Start of INPUT ROWS

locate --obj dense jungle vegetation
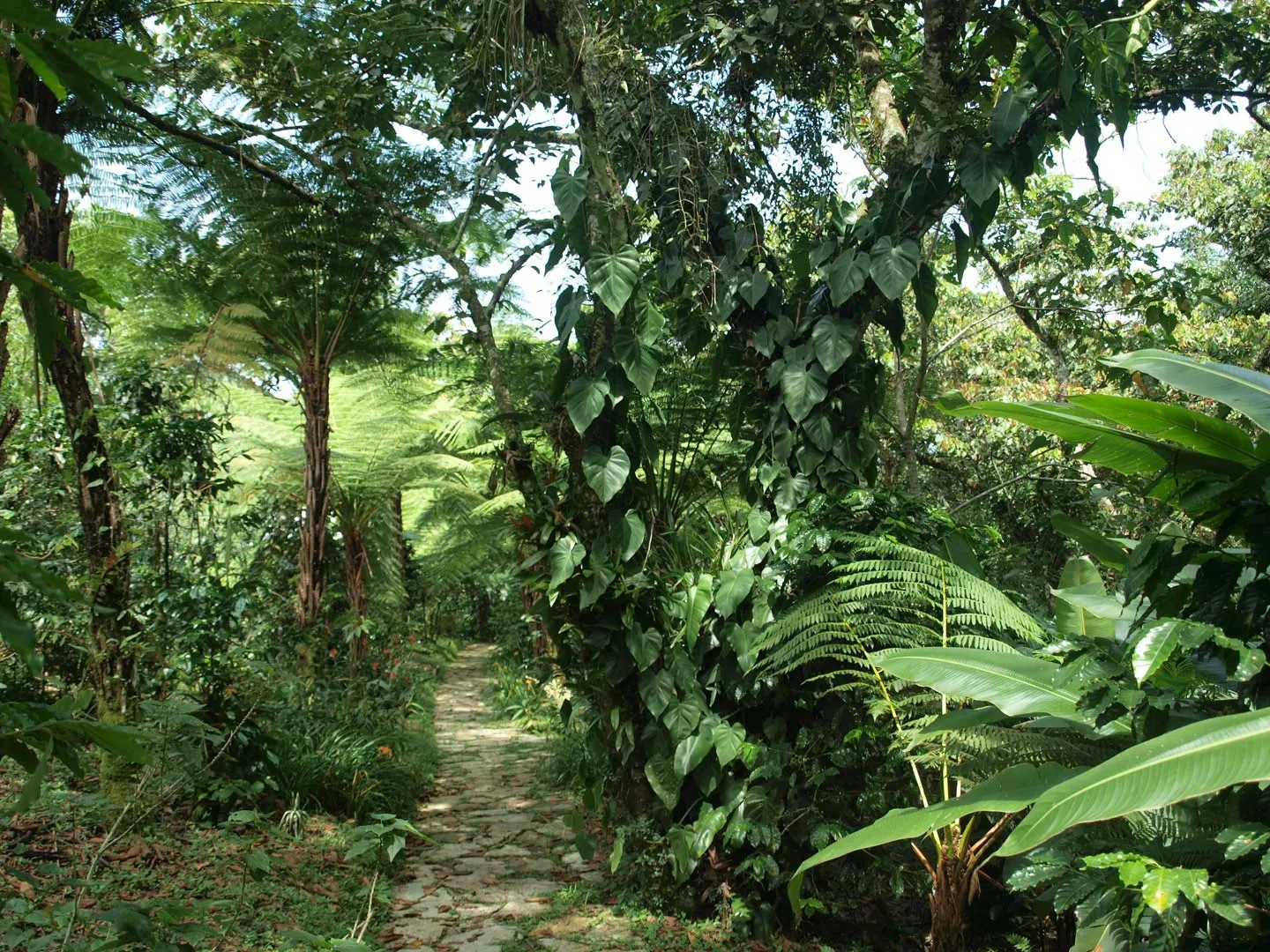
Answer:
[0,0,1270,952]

End of INPUT ROWS
Start of INPUT ROWS

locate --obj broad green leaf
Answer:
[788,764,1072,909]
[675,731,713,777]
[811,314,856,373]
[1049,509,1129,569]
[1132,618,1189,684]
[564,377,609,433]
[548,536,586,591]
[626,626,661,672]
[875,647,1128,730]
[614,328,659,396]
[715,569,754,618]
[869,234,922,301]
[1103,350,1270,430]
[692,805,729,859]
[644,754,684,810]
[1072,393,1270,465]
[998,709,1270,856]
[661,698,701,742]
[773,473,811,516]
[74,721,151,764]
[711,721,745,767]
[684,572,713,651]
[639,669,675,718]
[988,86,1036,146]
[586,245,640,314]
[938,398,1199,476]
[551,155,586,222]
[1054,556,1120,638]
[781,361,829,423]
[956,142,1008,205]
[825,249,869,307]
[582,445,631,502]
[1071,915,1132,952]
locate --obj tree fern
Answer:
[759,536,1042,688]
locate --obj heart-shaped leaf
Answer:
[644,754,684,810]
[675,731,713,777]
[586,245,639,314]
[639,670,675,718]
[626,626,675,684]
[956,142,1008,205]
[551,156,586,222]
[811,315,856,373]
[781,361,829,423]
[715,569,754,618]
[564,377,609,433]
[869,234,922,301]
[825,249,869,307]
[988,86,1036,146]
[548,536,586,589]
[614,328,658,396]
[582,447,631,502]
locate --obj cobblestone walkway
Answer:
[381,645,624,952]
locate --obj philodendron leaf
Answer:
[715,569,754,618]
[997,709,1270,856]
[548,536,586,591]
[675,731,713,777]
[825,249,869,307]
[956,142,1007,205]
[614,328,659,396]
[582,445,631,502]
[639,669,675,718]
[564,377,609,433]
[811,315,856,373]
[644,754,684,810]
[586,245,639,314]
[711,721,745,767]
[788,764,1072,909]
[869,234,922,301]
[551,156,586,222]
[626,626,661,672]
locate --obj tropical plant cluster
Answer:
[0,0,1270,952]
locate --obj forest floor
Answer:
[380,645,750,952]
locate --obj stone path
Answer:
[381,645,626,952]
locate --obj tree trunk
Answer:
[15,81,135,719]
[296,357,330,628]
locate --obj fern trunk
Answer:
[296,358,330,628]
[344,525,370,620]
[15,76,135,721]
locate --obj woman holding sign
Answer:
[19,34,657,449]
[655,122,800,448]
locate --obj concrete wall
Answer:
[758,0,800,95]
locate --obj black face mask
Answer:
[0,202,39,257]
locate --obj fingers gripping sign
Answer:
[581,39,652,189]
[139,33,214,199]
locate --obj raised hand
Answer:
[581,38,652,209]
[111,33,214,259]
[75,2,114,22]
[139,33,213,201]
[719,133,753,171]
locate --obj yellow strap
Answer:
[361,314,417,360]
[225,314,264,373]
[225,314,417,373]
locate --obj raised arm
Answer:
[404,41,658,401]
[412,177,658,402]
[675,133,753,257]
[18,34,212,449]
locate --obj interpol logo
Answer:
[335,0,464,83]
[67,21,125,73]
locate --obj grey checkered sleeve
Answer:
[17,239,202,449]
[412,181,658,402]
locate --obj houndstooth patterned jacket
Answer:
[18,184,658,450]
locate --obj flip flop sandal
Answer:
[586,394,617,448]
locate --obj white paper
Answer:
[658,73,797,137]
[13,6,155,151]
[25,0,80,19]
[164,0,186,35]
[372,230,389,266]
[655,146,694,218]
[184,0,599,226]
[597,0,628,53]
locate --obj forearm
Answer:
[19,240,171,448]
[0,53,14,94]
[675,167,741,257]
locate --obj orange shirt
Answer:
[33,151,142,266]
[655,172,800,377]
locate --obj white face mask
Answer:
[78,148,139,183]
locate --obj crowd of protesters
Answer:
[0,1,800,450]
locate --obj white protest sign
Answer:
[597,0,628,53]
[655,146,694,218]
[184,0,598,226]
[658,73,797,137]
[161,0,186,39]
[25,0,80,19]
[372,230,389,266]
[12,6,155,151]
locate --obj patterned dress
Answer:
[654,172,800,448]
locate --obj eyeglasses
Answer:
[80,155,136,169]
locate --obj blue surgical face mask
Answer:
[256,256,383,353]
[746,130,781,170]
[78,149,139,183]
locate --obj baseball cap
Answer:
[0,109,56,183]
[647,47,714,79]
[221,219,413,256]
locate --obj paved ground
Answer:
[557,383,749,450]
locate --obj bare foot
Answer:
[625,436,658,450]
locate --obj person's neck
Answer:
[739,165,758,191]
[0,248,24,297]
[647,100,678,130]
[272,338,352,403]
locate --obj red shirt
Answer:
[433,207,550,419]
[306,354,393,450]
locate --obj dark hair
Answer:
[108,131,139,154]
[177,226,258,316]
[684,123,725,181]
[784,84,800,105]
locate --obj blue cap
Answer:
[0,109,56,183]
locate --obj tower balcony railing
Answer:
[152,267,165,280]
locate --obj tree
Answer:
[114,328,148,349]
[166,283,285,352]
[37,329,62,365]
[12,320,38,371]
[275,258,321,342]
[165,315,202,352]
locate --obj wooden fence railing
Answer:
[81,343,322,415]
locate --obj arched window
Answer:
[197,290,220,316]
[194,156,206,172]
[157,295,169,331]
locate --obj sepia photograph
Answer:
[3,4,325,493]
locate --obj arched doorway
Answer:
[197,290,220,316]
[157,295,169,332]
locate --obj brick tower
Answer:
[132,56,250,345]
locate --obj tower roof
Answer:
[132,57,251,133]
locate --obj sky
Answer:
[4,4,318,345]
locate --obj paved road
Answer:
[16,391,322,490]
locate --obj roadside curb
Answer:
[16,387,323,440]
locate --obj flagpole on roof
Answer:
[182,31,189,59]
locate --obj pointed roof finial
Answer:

End of INPUT ROWS

Gather every line in the records that contains the string "arched". Case counts: a line matches only if its capitalization is identical.

locate --obj arched window
locate --obj arched doorway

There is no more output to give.